## Assignment 1
Quote the part of the baseball mailbag that opens with the words containing "Keep your article" and closes with "at that cost.".
## Assignment 2
Answer these questions from the baseball mailbag, one answer per line:
(a) According to the former Expos play-by-play announcer, what caption was on the tee shirt Bradley wore under his uniform as a rookie?
(b) How much will Granderson be paid in two years?
(c) To what age does the writer who defends Bradley against criticism of his past say he has lived?
## Assignment 3
Continue the baseball mailbag from its final sentence.

## Exercise passage
________________

Griffey is a future Hall of Famer. He isn't a babysitter and he isn't a therapist. Bradley has already said he has the utmost respect for Griffey, that he idolizes him. That's wonderful, but it won't keep Bradley from being Bradley. Releasing him after an incident would be an admission of failure for Seattle and likely mark Bradley's last chance in baseball.
Do you really put people down for their past mistakes? Do you see any good in those types of people? Sure, some of the things you say are true, but knowing what I know, as how I lived to be 64, is that people change. There is NOTHING to substantiate that Milt will be a hazard to the M's clubhouse or continuity. He can hit, he hits for some power, he can play left field, and until he actually does something detrimental, why nag at his past?
If Mr. Bradley plays well and carries himself like a pro, will you write an expose on how the invigorated leadership in Seattle made a bold and insightful trade? If Milton Bradley tears his shirt off and throws water bottles at the fans then your point was made, and well enough, but if he plays and acts like a pro he'll find a home here with the Seattle fans. Thanks for the article, it will be interesting to watch!
Keep your article on Bradley the M's handy, because you're probably going to have to admit you were wrong. I do say "probably," because he is at the turning point of his career, and with his talent, I think he is going to rise to the occasion. Merry Christmas!
Michael and Bill, here's hoping your faith is rewarded. Maybe Bradley has been misunderstood all along.
I was the Expos play-by-play announcer when Bradley arrived in the majors. As a rookie he used to wear a tee shirt under his baseball uniform with this caption: "Do I look like a [bleeping] people person to you?"
… on the other hand.
Winter meetings winners/losers
Granderson's contract is not so nice coming up. In two years he will be paid a whopping $18 million which goes along with the other bad contracts the Tigers have put together and that is the reason for trading him. He's a nice player but not at that cost.
Grand Blanc, Mich.
Granderson's left-handed power will be accentuated at Yankee Stadium and he will thrive in the biggest media market. I predict at least two productive seasons in pinstripes out of him.

________________

## Exercise data

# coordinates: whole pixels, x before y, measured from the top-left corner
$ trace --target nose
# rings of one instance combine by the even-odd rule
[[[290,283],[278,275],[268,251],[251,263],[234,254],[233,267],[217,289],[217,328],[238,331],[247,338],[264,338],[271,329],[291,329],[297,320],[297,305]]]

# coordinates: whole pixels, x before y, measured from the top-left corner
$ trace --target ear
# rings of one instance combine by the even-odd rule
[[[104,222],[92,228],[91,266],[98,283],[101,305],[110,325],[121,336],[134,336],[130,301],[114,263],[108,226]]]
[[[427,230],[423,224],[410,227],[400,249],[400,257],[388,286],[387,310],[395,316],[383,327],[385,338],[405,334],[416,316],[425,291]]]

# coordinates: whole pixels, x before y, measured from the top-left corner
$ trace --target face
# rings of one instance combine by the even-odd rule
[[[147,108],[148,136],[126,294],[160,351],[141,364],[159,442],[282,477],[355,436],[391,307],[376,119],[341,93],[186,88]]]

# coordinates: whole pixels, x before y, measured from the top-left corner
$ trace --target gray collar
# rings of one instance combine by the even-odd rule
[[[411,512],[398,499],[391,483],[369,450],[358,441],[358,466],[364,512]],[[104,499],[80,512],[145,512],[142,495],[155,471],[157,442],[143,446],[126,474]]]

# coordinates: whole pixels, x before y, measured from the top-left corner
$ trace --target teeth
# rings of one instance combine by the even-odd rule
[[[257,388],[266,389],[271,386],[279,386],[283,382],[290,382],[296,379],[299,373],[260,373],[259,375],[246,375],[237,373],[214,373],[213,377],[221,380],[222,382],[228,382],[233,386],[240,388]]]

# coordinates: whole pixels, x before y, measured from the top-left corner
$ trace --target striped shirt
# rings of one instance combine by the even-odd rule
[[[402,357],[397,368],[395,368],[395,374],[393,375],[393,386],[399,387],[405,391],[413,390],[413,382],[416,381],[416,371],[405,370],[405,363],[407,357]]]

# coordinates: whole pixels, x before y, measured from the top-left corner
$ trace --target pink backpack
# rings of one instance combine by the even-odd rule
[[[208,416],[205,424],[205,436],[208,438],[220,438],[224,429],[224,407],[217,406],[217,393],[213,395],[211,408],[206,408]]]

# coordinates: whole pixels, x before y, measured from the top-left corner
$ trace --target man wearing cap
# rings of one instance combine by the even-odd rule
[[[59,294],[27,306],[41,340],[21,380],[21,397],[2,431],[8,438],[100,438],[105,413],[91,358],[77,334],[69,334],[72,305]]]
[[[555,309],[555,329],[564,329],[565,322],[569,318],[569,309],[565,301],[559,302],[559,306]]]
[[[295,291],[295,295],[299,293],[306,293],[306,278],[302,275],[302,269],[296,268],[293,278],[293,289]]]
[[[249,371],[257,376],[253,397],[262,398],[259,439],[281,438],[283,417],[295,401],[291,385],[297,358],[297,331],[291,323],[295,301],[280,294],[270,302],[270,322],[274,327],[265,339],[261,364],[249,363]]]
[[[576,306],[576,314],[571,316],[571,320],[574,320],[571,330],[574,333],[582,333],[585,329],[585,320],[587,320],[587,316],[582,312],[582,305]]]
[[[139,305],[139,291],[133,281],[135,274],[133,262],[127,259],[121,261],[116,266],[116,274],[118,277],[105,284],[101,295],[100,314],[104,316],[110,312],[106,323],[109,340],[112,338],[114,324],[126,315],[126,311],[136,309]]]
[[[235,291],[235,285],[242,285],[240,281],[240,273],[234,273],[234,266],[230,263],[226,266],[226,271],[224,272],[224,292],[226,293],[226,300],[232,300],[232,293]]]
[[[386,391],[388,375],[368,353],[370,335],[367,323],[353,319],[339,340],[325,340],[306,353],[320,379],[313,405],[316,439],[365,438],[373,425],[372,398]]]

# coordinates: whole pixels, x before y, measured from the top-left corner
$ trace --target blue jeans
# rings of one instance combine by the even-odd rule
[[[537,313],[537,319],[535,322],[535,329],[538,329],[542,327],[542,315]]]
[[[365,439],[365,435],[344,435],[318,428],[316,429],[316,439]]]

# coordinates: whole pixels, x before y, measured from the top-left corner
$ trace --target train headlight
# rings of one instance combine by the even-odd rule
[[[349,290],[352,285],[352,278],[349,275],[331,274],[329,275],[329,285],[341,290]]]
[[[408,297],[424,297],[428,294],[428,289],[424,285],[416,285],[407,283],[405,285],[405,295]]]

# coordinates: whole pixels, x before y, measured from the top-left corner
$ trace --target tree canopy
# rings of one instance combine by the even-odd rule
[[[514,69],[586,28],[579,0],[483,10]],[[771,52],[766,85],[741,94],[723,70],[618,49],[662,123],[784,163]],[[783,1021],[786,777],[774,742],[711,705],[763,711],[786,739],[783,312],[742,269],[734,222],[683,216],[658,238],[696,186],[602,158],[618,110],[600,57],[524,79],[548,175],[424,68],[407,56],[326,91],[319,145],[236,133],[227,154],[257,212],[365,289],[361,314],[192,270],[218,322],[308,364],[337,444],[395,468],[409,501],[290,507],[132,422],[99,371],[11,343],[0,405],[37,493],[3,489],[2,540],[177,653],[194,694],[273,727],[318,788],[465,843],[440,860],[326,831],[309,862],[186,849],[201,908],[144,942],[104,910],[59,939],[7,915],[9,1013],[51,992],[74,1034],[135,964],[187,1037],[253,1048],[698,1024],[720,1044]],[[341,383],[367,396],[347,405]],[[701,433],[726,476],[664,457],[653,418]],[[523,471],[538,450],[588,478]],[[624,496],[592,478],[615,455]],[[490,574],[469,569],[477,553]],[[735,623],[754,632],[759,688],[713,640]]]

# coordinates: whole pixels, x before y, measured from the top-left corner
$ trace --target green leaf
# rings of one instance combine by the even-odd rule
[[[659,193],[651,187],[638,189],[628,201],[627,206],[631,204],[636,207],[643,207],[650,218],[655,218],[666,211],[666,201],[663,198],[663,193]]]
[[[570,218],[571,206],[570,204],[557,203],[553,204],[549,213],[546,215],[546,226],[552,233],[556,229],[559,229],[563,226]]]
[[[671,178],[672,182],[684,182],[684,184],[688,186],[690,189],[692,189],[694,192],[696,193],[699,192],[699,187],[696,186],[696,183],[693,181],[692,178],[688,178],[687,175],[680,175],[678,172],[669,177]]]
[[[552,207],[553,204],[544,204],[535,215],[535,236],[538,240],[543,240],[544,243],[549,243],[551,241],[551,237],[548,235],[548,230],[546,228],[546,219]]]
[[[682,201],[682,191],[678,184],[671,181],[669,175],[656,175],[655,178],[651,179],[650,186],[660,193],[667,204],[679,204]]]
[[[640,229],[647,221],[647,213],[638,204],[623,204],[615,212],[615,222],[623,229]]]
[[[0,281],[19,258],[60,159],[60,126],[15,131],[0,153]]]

________________

## Response area 1
Keep your article on Bradley the M's handy, because you're probably going to have to admit you were wrong. I do say "probably," because he is at the turning point of his career, and with his talent, I think he is going to rise to the occasion. Merry Christmas!
Michael and Bill, here's hoping your faith is rewarded. Maybe Bradley has been misunderstood all along.
I was the Expos play-by-play announcer when Bradley arrived in the majors. As a rookie he used to wear a tee shirt under his baseball uniform with this caption: "Do I look like a [bleeping] people person to you?"
… on the other hand.
Winter meetings winners/losers
Granderson's contract is not so nice coming up. In two years he will be paid a whopping $18 million which goes along with the other bad contracts the Tigers have put together and that is the reason for trading him. He's a nice player but not at that cost.

## Response area 2
(a) "Do I look like a [bleeping] people person to you?"
(b) $18 million
(c) 64

## Response area 3
The Brewers sign Randy Wolf(notes) for some much needed improvement to their starting rotation and sign LaTroy Hawkins(notes) to bolster the back end of the bullpen and you don't even mention them? Even if they overpaid a bit, you have to admit that they are a better team coming out of the meetings than they were going in. I see a potential five-win increase from just these moves.
Sorry I couldn't list all 30 teams as winners or losers. Yes, the Brewers added a reliable starter in Wolf and a reliable reliever in Hawkins, but they paid top dollar for pitchers getting a tad long in the tooth. Wolf and Hawkins are tremendous people that will make up for the loss of the relentlessly positive Mike Cameron(notes) in the clubhouse. Hopefully for the Brewers, their performance will be as marvelous as their personalities.
You are way off on the Baltimore Orioles. How can you consider them losers for picking up a veteran starter, which we needed, for a reliever and a Rule 5 pick? Especially considering we've endured 12 straight losing seasons; this is a smart move. I read this and actually assumed you have something personal against Kevin Millwood(notes), Andy MacPhail, the Baltimore Orioles or all of them.
I have nothing against Millwood or the O's. I merely pointed out that MacPhail's expectation that Millwood would be a good example for young pitchers is odd considering that Nolan Ryan felt the need to have a stern talk with Millwood about proper conditioning and work habits in Texas.
Hey, I have nothing against Milton Bradley, either. Despite my admittedly dire predictions, I sincerely hope he succeeds in Seattle. That would be the best story anybody could write.